▶ [SELECTED TEXT]

========================================

A Survey on Locality Sensitive Hashing Algorithms and their Applications
Omid Jafari, Preeti Maurya, Parth Nagarkar, Khandker Mushfiqul Islam, Chidambaram Crushev
TL;DR
This survey targets the ANN problem in high-dimensional spaces, arguing for Locality Sensitive Hashing as a scalable, theory-backed approach. It classifies LSH techniques by distance metrics, surveys numerous improvements (multi-probe, data-dependent, kernelized, Bayesian), and details distributed frameworks that boost throughput. A major contribution is the comprehensive catalog of applications across audio, image/video, security/privacy, biology, geoscience, graphs, time series, healthcare, and robotics, illustrating LSH’s practical impact. The paper thus provides both methodological guidance and domain-specific workflows to implement efficient, approximate nearest neighbor search in real-world settings.

========================================

▶ [DATA TO EXAMINE]
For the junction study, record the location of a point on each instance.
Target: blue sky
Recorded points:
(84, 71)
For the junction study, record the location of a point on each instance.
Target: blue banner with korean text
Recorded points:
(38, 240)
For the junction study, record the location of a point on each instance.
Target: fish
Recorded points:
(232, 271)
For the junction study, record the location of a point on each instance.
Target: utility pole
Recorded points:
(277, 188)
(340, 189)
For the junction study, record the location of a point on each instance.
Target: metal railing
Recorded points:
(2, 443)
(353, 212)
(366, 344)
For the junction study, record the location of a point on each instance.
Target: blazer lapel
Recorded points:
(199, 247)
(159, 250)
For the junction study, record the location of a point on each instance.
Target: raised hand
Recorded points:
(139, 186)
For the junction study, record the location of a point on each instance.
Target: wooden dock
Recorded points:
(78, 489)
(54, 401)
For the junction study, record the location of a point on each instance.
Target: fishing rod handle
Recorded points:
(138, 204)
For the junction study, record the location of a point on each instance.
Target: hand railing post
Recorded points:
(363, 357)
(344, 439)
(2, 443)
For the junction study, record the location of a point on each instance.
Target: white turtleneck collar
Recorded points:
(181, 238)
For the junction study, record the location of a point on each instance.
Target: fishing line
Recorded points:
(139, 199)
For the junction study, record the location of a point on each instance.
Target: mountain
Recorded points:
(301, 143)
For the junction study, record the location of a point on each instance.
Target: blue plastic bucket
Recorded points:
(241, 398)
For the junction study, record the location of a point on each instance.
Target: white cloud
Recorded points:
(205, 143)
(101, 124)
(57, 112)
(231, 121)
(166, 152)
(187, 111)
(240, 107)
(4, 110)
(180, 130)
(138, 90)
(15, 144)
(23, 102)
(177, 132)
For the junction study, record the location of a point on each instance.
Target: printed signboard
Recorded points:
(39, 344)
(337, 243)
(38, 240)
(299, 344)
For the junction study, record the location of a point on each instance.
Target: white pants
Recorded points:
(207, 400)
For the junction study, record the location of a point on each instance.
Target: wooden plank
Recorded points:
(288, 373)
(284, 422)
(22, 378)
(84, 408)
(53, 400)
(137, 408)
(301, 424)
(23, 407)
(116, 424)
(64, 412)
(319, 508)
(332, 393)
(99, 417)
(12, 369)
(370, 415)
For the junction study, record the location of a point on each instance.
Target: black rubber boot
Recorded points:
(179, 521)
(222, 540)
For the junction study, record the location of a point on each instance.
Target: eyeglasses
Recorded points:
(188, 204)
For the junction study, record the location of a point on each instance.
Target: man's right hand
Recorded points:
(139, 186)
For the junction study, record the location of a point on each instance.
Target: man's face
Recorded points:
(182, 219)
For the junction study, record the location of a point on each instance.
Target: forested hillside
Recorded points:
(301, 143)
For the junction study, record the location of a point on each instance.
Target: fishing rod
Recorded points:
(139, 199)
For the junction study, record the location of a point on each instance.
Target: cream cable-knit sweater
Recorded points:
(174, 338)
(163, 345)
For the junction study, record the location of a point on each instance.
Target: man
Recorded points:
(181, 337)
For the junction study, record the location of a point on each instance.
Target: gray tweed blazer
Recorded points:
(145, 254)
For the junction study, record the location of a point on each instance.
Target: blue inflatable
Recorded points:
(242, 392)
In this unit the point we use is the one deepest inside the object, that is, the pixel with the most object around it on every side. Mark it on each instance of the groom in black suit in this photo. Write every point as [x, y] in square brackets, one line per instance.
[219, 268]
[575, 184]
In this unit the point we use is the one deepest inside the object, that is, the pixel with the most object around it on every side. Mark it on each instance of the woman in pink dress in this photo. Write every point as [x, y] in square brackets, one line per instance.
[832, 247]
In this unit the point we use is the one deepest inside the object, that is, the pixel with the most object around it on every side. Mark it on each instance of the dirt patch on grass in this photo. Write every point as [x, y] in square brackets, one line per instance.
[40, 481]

========================================

▶ [ACTION ITEM A] According to the survey summary, what do the detailed distributed frameworks boost?
▶ [ACTION ITEM B] Output everything in the survey summary from "A Survey on" down to "in real-world settings.".
▶ [ACTION ITEM C] Pick up the survey summary after its last sentence and keep writing.
The records are not needed for any of this work.

▶ [EXERCISE RESULT A] Throughput.

▶ [EXERCISE RESULT B]
A Survey on Locality Sensitive Hashing Algorithms and their Applications
Omid Jafari, Preeti Maurya, Parth Nagarkar, Khandker Mushfiqul Islam, Chidambaram Crushev
TL;DR
This survey targets the ANN problem in high-dimensional spaces, arguing for Locality Sensitive Hashing as a scalable, theory-backed approach. It classifies LSH techniques by distance metrics, surveys numerous improvements (multi-probe, data-dependent, kernelized, Bayesian), and details distributed frameworks that boost throughput. A major contribution is the comprehensive catalog of applications across audio, image/video, security/privacy, biology, geoscience, graphs, time series, healthcare, and robotics, illustrating LSH’s practical impact. The paper thus provides both methodological guidance and domain-specific workflows to implement efficient, approximate nearest neighbor search in real-world settings.

▶ [EXERCISE RESULT C]
Abstract
Finding nearest neighbors in high-dimensional spaces is a fundamental operation in many diverse application domains. Locality Sensitive Hashing (LSH) is one of the most popular techniques for finding approximate nearest neighbor searches in high-dimensional spaces. The main benefits of LSH are its sub-linear query performance and theoretical guarantees on the query accuracy. In this survey paper, we provide a review of state-of-the-art LSH and Distributed LSH techniques. Most importantly, unlike any other prior survey, we present how Locality Sensitive Hashing is utilized in different application domains.